Search the material for "hair" and show all lines that contain it.

*** Available records ***

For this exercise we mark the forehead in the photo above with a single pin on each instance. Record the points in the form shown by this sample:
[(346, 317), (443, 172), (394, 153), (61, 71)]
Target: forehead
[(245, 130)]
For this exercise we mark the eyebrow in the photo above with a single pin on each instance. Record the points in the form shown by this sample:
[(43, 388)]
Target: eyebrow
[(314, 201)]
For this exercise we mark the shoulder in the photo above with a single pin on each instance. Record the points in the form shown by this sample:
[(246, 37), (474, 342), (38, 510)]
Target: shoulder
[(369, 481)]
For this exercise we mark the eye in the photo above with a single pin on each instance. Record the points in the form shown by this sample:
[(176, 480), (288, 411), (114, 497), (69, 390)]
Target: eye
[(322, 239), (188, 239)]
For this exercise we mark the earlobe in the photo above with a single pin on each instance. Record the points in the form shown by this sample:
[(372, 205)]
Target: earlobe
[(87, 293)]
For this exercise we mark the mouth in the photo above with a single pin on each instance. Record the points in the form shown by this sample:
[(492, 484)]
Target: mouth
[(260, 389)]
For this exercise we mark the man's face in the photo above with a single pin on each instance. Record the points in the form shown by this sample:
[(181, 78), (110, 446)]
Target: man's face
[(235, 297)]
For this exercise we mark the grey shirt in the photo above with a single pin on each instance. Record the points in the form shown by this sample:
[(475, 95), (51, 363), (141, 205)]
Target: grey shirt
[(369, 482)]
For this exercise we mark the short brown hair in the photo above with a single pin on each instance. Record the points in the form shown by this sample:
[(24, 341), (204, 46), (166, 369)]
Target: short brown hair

*** End of Available records ***
*** Available records ***

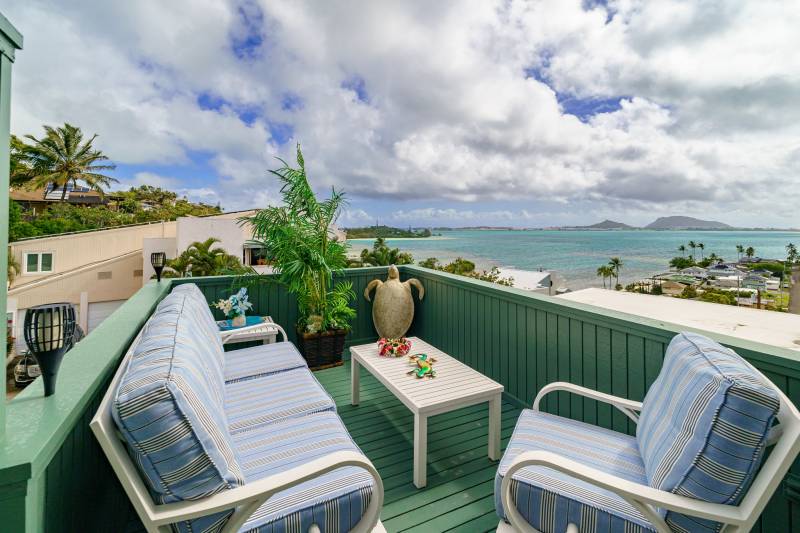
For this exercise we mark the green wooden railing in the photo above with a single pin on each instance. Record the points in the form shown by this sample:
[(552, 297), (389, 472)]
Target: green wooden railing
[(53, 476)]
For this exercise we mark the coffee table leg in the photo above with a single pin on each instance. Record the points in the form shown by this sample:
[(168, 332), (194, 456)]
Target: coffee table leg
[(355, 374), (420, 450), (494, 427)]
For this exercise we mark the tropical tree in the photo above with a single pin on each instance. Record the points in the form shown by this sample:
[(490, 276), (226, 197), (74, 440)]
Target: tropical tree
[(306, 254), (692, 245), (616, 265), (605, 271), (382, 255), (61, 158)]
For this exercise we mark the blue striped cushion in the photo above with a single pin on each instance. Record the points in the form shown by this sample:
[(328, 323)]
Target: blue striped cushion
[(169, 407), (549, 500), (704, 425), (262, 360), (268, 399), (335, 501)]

*** End of Available records ***

**Solved problem**
For this exercise we mark the short brown hair in the photo above with a single pin on each instance. Record the points in the form shown by this sample:
Target: short brown hair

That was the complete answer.